[[ PROVIDED DATA, beginning ]]

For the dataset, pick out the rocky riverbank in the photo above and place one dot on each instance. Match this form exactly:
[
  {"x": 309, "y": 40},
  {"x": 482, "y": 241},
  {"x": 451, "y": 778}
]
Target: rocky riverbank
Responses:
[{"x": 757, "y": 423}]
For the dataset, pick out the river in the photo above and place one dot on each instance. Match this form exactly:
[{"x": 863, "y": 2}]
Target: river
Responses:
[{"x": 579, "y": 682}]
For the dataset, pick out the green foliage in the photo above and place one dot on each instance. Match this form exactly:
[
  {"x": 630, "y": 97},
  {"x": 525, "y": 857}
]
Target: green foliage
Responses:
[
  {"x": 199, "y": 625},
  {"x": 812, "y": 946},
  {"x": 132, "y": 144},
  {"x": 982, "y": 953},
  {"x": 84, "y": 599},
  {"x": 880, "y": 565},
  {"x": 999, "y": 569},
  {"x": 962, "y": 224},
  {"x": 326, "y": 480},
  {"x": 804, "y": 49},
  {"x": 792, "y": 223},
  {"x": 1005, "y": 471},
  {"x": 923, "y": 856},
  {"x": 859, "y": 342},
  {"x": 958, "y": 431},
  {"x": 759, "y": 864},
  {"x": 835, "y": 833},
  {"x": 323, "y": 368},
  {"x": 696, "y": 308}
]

[[ PROVIDED DATA, end ]]

EXERCISE DIRECTIONS: Repeat the listing exactly, keeping every word in place.

OUTPUT:
For the dataset, pick out the rocky riverbank in the photo above and place one dot on each instance. Match this form exactly:
[
  {"x": 309, "y": 40},
  {"x": 482, "y": 241},
  {"x": 451, "y": 778}
]
Target: rocky riverbank
Responses:
[{"x": 757, "y": 423}]
For the dataset, pick out the river in the photo above and place one dot on each instance. Match this form exactly:
[{"x": 863, "y": 2}]
Target: river
Responses:
[{"x": 579, "y": 682}]
For the dataset, pick out the green foliage in the photo above and place one dot on each instance. Match this form exactly:
[
  {"x": 630, "y": 97},
  {"x": 525, "y": 857}
]
Target: green foliage
Responses:
[
  {"x": 199, "y": 625},
  {"x": 812, "y": 946},
  {"x": 132, "y": 144},
  {"x": 982, "y": 953},
  {"x": 84, "y": 599},
  {"x": 880, "y": 565},
  {"x": 999, "y": 569},
  {"x": 962, "y": 224},
  {"x": 326, "y": 480},
  {"x": 804, "y": 49},
  {"x": 792, "y": 223},
  {"x": 1005, "y": 471},
  {"x": 923, "y": 856},
  {"x": 859, "y": 342},
  {"x": 958, "y": 431},
  {"x": 759, "y": 864},
  {"x": 835, "y": 833},
  {"x": 323, "y": 368},
  {"x": 696, "y": 308}
]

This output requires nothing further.